» STATED TASK 1: Update the abstract on Algerian postal services: write out everything from "Published online by" down to "for isolated areas.", with "petitions" changed to "letters".

Published online by Cambridge University Press:  09 July 2018

Annick Lacroix*
Affiliation:
Université Paris Nanterre – IDHES

Abstract

Throughout the colonial period, Algerian users are largely absent from the administrative archives of the Postal, Telegraph, and Telephone Service (PTT). If the French conquest did not spur colonized populations, with their ancient writing practices, to “enter into communication,” should this absence be understood as the refusal of a progress that was itself colonialist? The period between the two world wars marked a turning point: pressure from local representatives and a wave of petitions from noncitizen (Algerian) villagers reconfigured a public service previously monopolized by European users. Belatedly, and with as little expense as possible, the administration finally supported postal services for isolated areas.

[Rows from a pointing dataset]

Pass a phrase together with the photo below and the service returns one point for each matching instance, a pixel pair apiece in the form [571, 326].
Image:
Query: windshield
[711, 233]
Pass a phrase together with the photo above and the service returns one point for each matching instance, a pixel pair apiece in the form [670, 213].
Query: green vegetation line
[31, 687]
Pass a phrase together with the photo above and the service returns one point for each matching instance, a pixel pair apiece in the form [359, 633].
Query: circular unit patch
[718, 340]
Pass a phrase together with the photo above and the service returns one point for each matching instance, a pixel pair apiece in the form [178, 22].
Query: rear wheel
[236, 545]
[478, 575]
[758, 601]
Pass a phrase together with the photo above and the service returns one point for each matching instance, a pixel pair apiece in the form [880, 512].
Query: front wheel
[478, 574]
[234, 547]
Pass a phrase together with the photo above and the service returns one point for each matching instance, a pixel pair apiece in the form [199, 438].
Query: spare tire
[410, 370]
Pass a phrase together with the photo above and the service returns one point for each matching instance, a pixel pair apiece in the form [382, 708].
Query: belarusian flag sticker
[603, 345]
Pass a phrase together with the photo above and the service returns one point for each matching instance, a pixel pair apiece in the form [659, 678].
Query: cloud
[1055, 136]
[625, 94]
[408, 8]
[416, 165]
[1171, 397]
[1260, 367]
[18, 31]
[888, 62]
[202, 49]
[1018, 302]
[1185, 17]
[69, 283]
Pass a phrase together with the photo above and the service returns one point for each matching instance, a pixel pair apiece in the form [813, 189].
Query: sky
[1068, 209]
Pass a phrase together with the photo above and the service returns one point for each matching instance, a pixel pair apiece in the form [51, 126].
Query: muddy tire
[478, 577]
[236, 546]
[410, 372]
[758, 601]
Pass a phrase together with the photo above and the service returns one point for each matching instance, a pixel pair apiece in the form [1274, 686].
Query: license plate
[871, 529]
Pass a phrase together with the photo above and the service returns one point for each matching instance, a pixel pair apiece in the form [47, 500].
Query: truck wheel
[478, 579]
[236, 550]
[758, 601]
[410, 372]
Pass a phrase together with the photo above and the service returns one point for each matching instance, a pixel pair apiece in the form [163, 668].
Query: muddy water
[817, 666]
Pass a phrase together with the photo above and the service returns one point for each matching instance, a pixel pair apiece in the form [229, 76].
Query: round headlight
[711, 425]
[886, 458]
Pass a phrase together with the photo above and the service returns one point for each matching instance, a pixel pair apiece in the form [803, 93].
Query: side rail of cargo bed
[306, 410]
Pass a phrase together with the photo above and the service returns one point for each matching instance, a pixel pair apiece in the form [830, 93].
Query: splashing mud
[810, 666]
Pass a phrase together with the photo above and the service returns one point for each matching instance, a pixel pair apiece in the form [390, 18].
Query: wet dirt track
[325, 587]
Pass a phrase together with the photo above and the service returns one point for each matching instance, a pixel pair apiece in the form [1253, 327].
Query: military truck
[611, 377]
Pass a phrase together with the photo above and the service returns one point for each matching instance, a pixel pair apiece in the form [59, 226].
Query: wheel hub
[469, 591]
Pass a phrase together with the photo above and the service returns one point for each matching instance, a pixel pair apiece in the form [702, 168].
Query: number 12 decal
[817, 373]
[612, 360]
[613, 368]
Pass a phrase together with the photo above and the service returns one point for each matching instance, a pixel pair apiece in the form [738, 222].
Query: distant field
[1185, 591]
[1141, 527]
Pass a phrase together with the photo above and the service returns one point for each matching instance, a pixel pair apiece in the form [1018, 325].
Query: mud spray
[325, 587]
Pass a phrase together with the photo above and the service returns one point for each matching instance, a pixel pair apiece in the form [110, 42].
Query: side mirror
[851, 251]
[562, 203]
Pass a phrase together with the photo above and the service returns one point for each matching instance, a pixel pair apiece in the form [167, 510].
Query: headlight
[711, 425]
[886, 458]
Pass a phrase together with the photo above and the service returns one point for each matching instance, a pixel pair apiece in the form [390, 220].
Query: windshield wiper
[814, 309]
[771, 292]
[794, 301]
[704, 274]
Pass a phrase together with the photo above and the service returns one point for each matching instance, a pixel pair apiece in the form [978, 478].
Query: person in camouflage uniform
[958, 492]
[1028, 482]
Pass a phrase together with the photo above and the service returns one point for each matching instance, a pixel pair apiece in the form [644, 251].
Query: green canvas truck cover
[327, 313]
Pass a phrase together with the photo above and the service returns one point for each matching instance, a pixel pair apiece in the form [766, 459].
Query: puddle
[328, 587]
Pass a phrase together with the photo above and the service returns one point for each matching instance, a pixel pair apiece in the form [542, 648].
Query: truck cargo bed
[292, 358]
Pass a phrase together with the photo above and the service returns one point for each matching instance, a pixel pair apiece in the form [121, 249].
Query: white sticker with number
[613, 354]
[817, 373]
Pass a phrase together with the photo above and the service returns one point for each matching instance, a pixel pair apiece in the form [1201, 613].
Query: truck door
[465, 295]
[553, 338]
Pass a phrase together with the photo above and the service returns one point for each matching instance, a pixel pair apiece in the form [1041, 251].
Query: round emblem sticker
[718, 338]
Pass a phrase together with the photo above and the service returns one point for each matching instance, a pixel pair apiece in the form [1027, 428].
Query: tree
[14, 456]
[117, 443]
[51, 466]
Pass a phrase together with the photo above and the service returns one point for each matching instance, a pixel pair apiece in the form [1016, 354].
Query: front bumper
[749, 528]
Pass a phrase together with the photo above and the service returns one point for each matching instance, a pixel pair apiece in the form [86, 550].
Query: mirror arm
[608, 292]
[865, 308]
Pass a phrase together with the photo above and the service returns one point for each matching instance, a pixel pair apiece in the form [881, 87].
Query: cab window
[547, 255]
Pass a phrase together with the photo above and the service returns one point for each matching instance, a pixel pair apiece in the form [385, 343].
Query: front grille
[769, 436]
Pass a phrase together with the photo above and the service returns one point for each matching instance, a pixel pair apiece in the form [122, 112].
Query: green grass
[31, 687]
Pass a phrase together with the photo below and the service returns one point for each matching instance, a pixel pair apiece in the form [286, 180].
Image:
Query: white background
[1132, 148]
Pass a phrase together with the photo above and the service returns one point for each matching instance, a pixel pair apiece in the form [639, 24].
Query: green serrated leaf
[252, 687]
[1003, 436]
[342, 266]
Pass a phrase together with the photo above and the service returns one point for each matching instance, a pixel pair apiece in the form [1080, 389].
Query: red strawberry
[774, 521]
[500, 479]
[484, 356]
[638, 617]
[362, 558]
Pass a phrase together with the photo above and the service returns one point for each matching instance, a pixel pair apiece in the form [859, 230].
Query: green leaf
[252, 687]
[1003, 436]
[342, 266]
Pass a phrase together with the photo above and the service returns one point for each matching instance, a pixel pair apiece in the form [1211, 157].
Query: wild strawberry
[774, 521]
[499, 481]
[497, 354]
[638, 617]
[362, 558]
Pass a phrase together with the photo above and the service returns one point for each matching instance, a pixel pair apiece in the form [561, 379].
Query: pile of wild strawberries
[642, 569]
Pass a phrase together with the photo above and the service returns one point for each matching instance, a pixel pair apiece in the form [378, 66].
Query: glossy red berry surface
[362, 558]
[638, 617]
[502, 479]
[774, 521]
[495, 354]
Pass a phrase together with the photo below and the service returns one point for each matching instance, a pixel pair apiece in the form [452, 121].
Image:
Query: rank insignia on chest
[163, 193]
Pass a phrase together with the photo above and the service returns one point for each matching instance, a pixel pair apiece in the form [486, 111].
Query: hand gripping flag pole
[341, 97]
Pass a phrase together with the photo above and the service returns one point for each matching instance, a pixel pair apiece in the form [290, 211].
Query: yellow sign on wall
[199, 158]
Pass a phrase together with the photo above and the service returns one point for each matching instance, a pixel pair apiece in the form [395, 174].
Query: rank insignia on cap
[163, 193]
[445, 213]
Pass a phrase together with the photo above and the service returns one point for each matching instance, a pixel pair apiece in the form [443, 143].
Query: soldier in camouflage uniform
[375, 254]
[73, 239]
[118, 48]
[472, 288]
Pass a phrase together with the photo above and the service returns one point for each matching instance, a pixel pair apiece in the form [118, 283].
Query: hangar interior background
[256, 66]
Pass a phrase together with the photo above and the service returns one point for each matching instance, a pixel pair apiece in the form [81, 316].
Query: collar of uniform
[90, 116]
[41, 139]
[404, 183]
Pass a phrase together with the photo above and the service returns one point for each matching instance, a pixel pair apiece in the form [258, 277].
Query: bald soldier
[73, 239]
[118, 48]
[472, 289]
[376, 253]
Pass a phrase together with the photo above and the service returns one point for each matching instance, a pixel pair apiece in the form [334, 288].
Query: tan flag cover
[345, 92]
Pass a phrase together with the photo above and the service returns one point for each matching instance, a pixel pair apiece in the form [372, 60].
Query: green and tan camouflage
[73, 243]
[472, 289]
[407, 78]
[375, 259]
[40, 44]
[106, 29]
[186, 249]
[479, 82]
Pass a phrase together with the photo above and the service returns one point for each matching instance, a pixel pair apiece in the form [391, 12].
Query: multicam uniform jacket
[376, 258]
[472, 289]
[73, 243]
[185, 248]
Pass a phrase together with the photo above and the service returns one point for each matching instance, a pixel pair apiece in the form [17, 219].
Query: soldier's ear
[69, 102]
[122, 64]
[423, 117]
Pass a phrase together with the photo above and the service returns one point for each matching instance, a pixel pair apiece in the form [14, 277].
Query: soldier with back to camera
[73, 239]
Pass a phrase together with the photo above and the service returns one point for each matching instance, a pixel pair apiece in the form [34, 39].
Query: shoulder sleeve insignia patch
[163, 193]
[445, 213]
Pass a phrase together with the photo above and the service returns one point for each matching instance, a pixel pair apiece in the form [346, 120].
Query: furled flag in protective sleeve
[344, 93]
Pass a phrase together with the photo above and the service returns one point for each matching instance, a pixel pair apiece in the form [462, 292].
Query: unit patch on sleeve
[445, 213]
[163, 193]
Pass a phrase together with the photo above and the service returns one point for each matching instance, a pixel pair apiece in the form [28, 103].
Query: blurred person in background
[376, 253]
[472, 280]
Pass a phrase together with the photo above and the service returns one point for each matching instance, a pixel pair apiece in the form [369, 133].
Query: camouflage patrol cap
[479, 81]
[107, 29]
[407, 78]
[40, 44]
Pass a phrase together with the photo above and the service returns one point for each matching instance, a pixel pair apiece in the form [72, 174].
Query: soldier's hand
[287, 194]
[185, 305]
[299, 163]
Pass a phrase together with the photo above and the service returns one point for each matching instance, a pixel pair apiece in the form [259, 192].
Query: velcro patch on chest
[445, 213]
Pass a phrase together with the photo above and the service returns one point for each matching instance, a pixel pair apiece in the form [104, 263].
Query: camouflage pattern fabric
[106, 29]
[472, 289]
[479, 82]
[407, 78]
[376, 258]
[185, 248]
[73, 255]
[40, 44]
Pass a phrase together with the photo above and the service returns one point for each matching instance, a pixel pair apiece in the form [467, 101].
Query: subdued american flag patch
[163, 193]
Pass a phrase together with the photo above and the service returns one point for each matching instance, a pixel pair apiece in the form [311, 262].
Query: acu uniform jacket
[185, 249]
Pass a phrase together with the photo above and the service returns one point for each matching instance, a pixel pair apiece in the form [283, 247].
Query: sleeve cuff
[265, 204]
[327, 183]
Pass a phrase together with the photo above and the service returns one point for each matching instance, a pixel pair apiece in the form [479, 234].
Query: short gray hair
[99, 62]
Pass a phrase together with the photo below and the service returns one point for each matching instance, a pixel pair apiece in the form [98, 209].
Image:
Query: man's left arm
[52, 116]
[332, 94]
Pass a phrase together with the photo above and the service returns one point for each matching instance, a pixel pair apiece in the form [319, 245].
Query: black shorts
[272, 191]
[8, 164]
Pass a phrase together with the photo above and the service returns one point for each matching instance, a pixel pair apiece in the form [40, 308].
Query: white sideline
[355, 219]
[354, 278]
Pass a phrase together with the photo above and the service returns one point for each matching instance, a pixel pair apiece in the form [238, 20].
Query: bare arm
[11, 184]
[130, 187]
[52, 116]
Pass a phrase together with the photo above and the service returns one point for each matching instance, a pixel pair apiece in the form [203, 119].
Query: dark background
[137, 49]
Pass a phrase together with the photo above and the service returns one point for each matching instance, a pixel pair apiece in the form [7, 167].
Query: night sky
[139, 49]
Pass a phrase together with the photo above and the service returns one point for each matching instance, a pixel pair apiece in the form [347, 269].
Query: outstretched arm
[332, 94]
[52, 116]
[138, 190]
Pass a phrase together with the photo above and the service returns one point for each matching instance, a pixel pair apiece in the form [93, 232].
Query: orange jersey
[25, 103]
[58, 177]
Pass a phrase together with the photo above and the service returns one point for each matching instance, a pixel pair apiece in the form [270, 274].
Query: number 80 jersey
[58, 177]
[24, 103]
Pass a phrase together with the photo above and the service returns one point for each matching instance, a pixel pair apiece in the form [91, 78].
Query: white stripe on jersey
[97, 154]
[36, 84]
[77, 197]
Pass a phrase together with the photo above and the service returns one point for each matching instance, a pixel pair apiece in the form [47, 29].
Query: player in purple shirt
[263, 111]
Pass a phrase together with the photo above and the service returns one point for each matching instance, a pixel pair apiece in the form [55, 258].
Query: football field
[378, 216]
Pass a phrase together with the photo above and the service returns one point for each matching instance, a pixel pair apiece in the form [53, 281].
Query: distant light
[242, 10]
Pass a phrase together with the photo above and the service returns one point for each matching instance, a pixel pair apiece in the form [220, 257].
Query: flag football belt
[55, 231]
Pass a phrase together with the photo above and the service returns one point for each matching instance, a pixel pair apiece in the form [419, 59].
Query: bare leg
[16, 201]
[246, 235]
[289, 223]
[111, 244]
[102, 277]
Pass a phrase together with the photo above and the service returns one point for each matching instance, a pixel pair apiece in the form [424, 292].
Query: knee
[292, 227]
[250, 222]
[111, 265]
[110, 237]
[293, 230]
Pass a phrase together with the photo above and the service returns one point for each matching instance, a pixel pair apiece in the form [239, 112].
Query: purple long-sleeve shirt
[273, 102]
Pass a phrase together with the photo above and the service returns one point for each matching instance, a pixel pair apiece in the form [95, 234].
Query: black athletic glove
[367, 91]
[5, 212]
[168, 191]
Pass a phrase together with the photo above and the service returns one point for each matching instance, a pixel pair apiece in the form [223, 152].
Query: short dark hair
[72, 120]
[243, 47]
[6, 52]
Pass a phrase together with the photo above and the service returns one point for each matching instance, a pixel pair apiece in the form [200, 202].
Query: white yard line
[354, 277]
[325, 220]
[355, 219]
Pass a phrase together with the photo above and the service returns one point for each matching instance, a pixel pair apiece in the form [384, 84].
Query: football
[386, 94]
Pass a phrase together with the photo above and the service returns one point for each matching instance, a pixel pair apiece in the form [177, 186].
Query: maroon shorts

» STATED TASK 2: Report each line in the records above that contains the string "wild", treating uppercase and lowercase letters as distinct.

» TASK SOLUTION 1:
Published online by Cambridge University Press:  09 July 2018

Annick Lacroix*
Affiliation:
Université Paris Nanterre – IDHES

Abstract

Throughout the colonial period, Algerian users are largely absent from the administrative archives of the Postal, Telegraph, and Telephone Service (PTT). If the French conquest did not spur colonized populations, with their ancient writing practices, to “enter into communication,” should this absence be understood as the refusal of a progress that was itself colonialist? The period between the two world wars marked a turning point: pressure from local representatives and a wave of letters from noncitizen (Algerian) villagers reconfigured a public service previously monopolized by European users. Belatedly, and with as little expense as possible, the administration finally supported postal services for isolated areas.

» TASK SOLUTION 2:
Query: wild strawberry
Query: pile of wild strawberries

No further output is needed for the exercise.